▶ [SUPPLIED TEXT]

· · · · · · ·

Bilbao was the capital of the autonomous Basque area, which had been established by the Spanish Republic after the war began to reward Basque nationalist support of the Republic. The Basque people in Spain generally inhabit four provinces: Navarre, Álava, Gipuzkoa and Biscay. The Basque nationalists were dominant in the last two provinces. Navarre and Álava had rallied to the rising against the Republic.

The Spanish Nationalist troops gained Gipuzkoa early in the war with the fall of Irún in August and San Sebastián on 13 September 1936, isolating the Basque Country and the zone held by the Northern Republicans from the French border. On 31 March, the Nationalists, led by the General Emilio Mola, launched an offensive against Biscay Province. The Basque troops had to retire, and by June, the Nationalists had reached the outskirts of Bilbao.

==Battle==
By 11 June 1937. the Basque forces had fallen back to the city of Bilbao, which was defended by a series of rushed fortifications called the "Bilbao's Iron Ring". It was poorly designed for defence. It was quite an antiquated concept, akin to First World War fortifications, and so was vulnerable to modern warfare and weapons, such as aircraft and artillery. Also, only 30,000 troops defended it although it had been conceived to be defended by 70,000. Therefore. the Iron Ring was rather easily overcome by Nationalist forces.

· · · · · · ·

▶ [AIM OF THE TASK] Continue the passage on the Battle of Bilbao, starting after its last sentence. The material that comes next is separate from the passage on Bilbao.

▶ [ENTRIES PROVIDED]
· · · · · · ·

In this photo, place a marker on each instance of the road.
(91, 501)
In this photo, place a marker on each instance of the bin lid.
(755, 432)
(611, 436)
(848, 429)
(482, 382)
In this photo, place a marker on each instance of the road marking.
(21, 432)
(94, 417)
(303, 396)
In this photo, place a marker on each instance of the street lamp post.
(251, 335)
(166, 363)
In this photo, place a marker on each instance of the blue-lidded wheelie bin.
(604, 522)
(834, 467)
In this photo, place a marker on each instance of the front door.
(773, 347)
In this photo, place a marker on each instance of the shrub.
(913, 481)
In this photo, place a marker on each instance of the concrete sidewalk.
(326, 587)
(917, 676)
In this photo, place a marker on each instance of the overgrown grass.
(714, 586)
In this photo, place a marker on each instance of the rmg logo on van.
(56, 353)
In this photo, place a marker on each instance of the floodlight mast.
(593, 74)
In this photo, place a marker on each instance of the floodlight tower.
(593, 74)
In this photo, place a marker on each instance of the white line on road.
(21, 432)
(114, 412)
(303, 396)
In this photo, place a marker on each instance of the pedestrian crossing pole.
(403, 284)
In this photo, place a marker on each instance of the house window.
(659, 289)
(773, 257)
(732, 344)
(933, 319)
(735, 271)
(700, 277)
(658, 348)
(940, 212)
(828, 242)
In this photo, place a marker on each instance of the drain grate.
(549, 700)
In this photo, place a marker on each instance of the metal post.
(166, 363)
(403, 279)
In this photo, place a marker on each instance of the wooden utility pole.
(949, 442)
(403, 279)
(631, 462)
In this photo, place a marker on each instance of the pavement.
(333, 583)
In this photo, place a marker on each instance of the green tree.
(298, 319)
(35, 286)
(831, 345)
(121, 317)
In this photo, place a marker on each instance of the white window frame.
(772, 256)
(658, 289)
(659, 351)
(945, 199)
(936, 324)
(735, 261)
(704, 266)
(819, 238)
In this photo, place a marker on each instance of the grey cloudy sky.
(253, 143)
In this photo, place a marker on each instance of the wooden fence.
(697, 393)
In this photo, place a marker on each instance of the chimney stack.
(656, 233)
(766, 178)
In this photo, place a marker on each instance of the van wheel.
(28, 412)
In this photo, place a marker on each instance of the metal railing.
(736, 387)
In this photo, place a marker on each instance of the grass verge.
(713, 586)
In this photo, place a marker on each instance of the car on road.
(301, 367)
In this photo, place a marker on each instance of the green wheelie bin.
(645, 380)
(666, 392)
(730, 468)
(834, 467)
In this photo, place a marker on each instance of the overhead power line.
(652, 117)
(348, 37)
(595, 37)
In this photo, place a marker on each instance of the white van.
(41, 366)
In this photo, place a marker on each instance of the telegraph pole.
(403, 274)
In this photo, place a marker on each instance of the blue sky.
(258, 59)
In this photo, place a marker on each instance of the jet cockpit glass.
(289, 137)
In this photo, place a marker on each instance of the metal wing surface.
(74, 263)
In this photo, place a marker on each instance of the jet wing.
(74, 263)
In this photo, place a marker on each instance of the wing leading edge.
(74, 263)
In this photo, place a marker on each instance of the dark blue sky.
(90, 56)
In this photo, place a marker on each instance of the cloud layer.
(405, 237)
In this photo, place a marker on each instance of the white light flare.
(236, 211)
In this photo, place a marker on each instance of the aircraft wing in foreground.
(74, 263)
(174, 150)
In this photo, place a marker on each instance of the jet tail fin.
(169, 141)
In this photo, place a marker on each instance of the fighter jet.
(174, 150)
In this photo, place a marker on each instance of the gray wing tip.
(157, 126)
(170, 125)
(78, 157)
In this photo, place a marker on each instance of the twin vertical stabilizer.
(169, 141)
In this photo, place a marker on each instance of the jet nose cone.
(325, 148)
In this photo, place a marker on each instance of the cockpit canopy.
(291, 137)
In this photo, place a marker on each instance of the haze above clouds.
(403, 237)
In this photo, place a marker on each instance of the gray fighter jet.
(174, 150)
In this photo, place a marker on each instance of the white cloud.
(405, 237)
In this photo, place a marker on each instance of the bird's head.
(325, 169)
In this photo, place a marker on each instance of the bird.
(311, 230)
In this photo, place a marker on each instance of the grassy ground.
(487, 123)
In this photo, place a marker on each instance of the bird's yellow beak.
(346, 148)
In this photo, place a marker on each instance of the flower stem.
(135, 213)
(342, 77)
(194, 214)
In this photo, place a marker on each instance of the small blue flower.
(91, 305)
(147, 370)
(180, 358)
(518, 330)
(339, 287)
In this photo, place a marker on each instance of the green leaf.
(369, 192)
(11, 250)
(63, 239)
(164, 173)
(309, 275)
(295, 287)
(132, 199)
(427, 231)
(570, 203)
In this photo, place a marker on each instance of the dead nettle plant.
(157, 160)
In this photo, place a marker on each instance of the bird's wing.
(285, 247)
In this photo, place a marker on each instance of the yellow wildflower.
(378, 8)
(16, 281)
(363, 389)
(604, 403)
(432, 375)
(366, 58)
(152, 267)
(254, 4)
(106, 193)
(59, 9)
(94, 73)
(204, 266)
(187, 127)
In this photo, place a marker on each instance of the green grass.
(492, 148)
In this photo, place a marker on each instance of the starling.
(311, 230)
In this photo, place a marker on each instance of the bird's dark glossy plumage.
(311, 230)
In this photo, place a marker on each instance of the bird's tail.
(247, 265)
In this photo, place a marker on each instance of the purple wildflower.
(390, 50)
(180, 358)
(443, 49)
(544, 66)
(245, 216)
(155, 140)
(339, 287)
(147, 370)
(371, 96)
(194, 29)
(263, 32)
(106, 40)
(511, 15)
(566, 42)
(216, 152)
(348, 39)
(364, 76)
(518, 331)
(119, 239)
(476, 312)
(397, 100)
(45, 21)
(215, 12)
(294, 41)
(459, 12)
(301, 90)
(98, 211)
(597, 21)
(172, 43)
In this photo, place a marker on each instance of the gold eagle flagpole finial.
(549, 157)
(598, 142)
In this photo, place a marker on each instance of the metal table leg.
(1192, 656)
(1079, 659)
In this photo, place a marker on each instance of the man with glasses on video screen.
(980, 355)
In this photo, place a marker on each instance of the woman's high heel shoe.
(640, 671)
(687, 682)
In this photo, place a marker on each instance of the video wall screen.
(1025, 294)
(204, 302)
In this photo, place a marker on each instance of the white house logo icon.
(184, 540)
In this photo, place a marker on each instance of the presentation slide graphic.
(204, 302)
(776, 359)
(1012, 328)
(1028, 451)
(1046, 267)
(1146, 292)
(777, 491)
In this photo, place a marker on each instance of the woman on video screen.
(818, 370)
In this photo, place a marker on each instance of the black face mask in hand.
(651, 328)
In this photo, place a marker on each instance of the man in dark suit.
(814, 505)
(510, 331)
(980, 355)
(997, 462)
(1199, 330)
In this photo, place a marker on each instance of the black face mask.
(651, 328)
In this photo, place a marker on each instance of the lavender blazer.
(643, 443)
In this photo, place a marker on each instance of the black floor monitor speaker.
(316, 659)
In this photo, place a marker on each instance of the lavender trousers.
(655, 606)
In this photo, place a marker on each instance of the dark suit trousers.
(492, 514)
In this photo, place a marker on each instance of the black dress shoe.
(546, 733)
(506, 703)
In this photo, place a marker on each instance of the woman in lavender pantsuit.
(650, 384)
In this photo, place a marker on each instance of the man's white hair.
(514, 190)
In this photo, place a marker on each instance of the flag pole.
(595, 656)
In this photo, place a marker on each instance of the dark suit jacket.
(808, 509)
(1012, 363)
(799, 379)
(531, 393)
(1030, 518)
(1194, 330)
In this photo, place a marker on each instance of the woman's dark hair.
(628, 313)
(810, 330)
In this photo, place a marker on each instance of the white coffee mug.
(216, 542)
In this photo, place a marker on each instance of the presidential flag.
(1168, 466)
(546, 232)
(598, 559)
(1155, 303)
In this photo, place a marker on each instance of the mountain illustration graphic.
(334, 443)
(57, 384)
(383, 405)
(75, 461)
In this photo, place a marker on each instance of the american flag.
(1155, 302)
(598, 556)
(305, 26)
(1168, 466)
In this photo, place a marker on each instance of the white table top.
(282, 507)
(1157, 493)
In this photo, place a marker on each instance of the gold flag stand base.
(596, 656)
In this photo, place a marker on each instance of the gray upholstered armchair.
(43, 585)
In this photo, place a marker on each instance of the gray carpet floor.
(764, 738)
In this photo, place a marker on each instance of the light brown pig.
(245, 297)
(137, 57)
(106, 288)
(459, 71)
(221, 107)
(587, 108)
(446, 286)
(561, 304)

· · · · · · ·

▶ [REPLY]
The ring was breached by an infantry assault supported by heavy air and artillery bombardment (150 guns and 70 bombers). On 12 June, the Spanish Republican Army launched a diversionary attack against Huesca to stop the Nationalist offensive, but the Nationalist troops continued their advance. On the night of 13 June, the defenders evacuated most of the civilian population from the city. On 18 June, General Ulibarri withdrew his remaining troops from Bilbao, and the Nationalists occupied the city on the following day. The city's bridges had been destroyed to hinder the attackers, but the city remained mostly intact.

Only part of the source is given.